Aufgabenliste:
a – Aktualisiere in der Leseempfehlung die Passage von "News | Von Antje" bis "auf der Spur.", indem du "Publikum" durch "Auditorium" ersetzt.
b – Schreib die Leseempfehlung zum Buch über Zen in der Musik nach ihrem letzten Satz weiter.

Auszug:
———

News | Von Antje Rößler

Leseempfehlung: Zen in der Musik

Zen

Jeder, der musiziert, kennt die Situation: Sitzen erst mal die Noten und sind spieltechnische Hürden überwunden, fangen die eigentlichen Probleme erst an: Wie erreicht man, dass das Ergebnis nicht langweilig klingt? Wie kann man “eins” mit der Musik werden und trotzdem der Absicht des Komponisten treu bleiben? Wie fesselt man das Publikum? Der Niederländer Eric Schoones widmet sich in “Die Wege der Meister. Zen in der Musik” diesen Fragen im Licht der spirituellen Praxis des Zen-Buddhismus. Keine Angst, es handelt sich nicht um einen säuselnden New-Age-Ratgeber. Vielmehr ist Schoones den Erfahrungen großer Instrumentalisten, Dirigenten, Komponisten auf der Spur.

———

Einträge mit Verweisen auf beschriftete Objekte

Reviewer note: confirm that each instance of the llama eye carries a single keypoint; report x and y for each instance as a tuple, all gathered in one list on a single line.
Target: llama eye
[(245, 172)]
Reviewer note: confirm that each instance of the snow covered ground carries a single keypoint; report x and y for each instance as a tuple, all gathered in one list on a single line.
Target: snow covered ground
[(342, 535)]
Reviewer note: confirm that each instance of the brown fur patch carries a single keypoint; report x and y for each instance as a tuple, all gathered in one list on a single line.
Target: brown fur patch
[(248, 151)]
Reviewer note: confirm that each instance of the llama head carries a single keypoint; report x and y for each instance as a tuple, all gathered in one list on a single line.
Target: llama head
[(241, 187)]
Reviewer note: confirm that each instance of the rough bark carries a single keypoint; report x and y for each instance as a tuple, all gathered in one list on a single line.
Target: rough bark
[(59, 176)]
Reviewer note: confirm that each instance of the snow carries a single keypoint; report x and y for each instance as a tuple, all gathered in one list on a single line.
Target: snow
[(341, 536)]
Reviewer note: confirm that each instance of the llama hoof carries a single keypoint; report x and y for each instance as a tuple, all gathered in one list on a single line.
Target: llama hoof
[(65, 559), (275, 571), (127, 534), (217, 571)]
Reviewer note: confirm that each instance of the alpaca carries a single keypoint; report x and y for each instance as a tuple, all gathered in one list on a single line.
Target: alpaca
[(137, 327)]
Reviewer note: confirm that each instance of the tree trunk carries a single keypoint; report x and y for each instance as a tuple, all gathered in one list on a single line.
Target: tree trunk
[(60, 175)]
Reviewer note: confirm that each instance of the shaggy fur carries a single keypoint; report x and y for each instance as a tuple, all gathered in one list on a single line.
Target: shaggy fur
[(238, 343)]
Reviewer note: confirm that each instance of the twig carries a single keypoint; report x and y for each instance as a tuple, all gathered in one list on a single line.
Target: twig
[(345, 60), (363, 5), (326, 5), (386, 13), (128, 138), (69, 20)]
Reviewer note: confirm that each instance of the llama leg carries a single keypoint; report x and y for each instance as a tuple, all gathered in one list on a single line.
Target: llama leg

———

Ergebnisse je Aufgabe:
a –
News | Von Antje Rößler

Leseempfehlung: Zen in der Musik

Zen

Jeder, der musiziert, kennt die Situation: Sitzen erst mal die Noten und sind spieltechnische Hürden überwunden, fangen die eigentlichen Probleme erst an: Wie erreicht man, dass das Ergebnis nicht langweilig klingt? Wie kann man “eins” mit der Musik werden und trotzdem der Absicht des Komponisten treu bleiben? Wie fesselt man das Auditorium? Der Niederländer Eric Schoones widmet sich in “Die Wege der Meister. Zen in der Musik” diesen Fragen im Licht der spirituellen Praxis des Zen-Buddhismus. Keine Angst, es handelt sich nicht um einen säuselnden New-Age-Ratgeber. Vielmehr ist Schoones den Erfahrungen großer Instrumentalisten, Dirigenten, Komponisten auf der Spur.

b –
Die englischsprachige Erstausgabe sorgte 2017 für Begeisterung in der Musikwelt. Nun liegt der üppig bebilderte, aktualisierte und erweiterte 530-Seiten-Band endlich auf Deutsch vor. Pluspunkte gibt es für die gelungene Übersetzung in eleganter, unsentimentaler Sprache.

Eric Schoones ist selbst Pianist und gibt die in Benelux und den deutschsprachigen Ländern erscheinende Musikzeitschrift “Pianist” heraus. Für sein Buch hat er eine ganz eigene Form gewählt, zwischen Fiktion und Dokumentation. Im ersten Teil erzählt er eine Geschichte über einen Nachwuchspianisten namens Benjamin, der in Bezug auf seine künstlerische Entwicklung in einer Sackgasse steckt. Er reist nach Japan, um sich beim Zen-Meister Sato Rat zu holen. Obwohl Sato nicht das Geringste über die abendländische Musik weiß, sind dessen Überlegungen über Kunst, Musik und überhaupt das »richtige Leben« für Benjamin (und damit auch für die Leser) außerordentlich hilfreich.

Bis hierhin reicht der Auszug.